42. The compound of any one of claims 23-41, wherein at least one R3 is halo, —NH2, —NHR8, —N(R8)2, —S(O)2R, —S(O)R8, —S(O)2N(R7)2, —S(O)N(R7)2, —NO2, —Si(R12)3, —SF5, —C(O)OR6, —C(O)N(R7)2, —NR12C(O)R8, —NR12C(O)OR, —OC(O)R8, —C(O)R6, or —OC(O)CHR8N(R12)2.

43. The compound of any one of claims 23-42, wherein at least one R3 is halo.

44. The compound of any one of claims 23-43, wherein at least one R3 is —NHR8.

45. The compound of any one of claims 23-44, wherein at least one R3 is —C(O)OR6 or —C(O)R6.

46. The compound of any one of claims 23-45, wherein p is 0.

47. The compound of any one of claims 23-46, wherein p is 1, 2 or 3.

48. The compound of any one of claims 23-47, wherein p is 1.

49. The compound of any one of claims 23-48, wherein p is 2.

Dataset extract
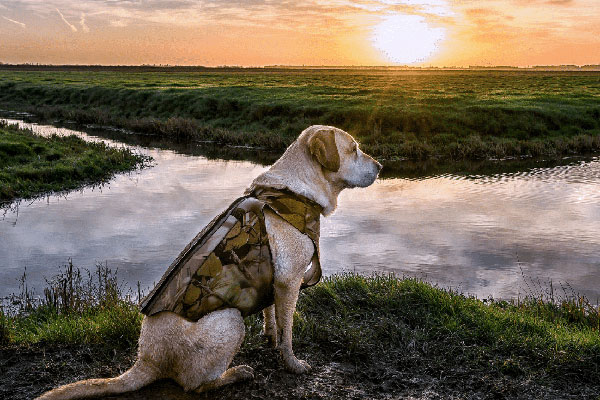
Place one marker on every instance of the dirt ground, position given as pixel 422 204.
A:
pixel 26 372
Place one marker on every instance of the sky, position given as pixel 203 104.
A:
pixel 301 32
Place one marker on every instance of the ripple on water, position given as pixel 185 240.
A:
pixel 478 233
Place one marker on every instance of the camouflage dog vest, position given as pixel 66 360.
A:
pixel 229 263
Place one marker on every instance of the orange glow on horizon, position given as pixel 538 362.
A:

Check your understanding
(A) In the patent claims, what does claim 44 say at least one R3 is?
(B) List the numbers of all the patent claims that specify a value for p.
(C) Resume the patent claims after claim 49.
The records play no part in this work.

Exercise answers
(A) At least one R3 is —NHR8.

(B) 46, 47, 48, 49

(C)
50. The compound of any one of claims 23-49, wherein q is 1.

51. The compound of any one of claims 23-50, wherein q is 2.

52. A compound selected from the group consisting of compounds listed in Table 1 or Table A-1, or a tautomer, stereoisomer, mixture of stereoisomers, isotopically enriched analog, or pharmaceutically acceptable salt thereof.

53. A pharmaceutical composition comprising a compound, or a tautomer, stereoisomer, mixture of stereoisomers, isotopically enriched analog, or pharmaceutically acceptable salt thereof, of any one of claims 1 to 52, and a pharmaceutically acceptable carrier.

54. A method of inhibiting GPX4 in a cell, comprising contacting a cell with an effective amount of a compound of any one of claims 1 to 52, or a tautomer, stereoisomer, mixture of stereoisomers, isotopically enriched analog, or pharmaceutically acceptable salt thereof, or a composition of claim 53.

55. The method of claim 54, wherein the cell is a cancer cell.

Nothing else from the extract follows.